Computer system 700 also includes one or more instances of a communications interface 770 coupled to bus 710. Communication interface 770 provides a one-way or two-way communication coupling to a variety of external devices that operate with their own processors, such as printers, scanners and external disks. In general the coupling is with a network link 778 that is connected to a local network 780 to which a variety of external devices with their own processors are connected. For example, communication interface 770 may be a parallel port or a serial port or a universal serial bus (USB) port on a personal computer. In some embodiments, communications interface 770 is an integrated services digital network (ISDN) card or a digital subscriber line (DSL) card or a telephone modem that provides an information communication connection to a corresponding type of telephone line. In some embodiments, a communication interface 770 is a cable modem that converts signals on bus 710 into signals for a communication connection over a coaxial cable or into optical signals for a communication connection over a fiber optic cable. As another example, communications interface 770 may be a local area network (LAN) card to provide a data communication connection to a compatible LAN, such as Ethernet. Wireless links may also be implemented. For wireless links, the communications interface 770 sends or receives or both sends and receives electrical, acoustic or electromagnetic signals, including infrared and optical signals, that carry information streams, such as digital data. For example, in wireless handheld devices, such as mobile telephones like cell phones, the communications interface 770 includes a radio band electromagnetic transmitter and receiver called a radio transceiver. In certain embodiments, the communications interface 770 enables connection to the communication network 105 for the UE 101.

Data:
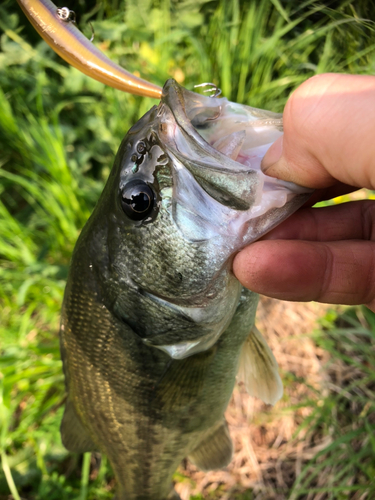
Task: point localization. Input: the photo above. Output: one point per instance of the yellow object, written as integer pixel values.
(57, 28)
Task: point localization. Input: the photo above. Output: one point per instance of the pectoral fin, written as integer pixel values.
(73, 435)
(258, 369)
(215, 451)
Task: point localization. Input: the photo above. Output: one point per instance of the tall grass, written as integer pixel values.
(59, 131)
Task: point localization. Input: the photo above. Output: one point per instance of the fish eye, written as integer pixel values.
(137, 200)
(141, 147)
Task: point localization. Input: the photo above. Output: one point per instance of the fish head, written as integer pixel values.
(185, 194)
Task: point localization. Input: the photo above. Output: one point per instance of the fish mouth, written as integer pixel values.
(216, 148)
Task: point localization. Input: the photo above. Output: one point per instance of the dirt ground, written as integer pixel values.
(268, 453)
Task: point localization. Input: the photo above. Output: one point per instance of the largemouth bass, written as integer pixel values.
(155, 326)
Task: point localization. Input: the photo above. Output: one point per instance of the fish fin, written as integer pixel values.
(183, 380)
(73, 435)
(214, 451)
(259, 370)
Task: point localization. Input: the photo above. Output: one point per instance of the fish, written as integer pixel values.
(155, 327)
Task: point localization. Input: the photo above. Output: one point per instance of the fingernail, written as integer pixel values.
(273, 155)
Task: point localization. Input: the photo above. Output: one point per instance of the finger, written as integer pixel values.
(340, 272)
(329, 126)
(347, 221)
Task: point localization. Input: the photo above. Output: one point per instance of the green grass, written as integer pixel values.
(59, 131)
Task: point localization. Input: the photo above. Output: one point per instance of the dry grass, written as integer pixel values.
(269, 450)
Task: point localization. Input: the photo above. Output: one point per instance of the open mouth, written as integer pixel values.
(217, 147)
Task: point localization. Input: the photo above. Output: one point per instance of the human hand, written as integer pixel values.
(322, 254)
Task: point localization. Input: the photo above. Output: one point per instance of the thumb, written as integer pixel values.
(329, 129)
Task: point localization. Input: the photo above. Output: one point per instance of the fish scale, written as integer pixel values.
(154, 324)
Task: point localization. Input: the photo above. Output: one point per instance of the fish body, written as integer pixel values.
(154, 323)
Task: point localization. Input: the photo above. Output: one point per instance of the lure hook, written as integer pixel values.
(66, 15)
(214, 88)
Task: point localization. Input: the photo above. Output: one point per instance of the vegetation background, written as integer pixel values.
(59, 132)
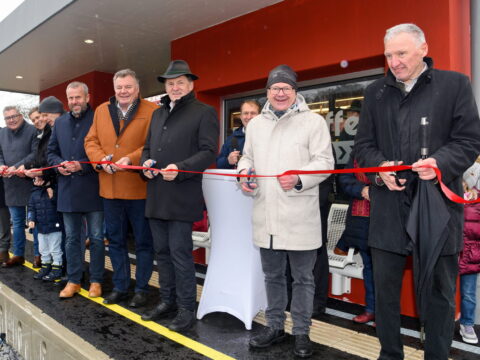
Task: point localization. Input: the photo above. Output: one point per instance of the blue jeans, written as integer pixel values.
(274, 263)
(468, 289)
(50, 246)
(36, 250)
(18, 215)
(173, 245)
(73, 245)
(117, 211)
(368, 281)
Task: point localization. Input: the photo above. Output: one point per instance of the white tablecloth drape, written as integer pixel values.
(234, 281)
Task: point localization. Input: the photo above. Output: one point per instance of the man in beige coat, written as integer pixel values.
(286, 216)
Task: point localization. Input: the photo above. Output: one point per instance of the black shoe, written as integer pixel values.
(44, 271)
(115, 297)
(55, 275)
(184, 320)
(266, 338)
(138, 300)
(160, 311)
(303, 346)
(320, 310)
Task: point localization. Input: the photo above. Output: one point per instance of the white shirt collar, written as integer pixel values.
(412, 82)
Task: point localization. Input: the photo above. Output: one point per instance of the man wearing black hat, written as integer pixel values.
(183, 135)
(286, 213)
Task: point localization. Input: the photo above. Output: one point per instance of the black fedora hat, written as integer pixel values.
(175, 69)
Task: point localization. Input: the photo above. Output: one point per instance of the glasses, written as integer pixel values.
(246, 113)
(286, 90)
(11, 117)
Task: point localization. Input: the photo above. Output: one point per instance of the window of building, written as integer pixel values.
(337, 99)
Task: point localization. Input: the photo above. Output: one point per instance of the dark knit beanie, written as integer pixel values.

What you will do: According to the passage on communications interface 770, what does that interface include in wireless handheld devices such as cell phones?

Correct result: It includes a radio band electromagnetic transmitter and receiver called a radio transceiver.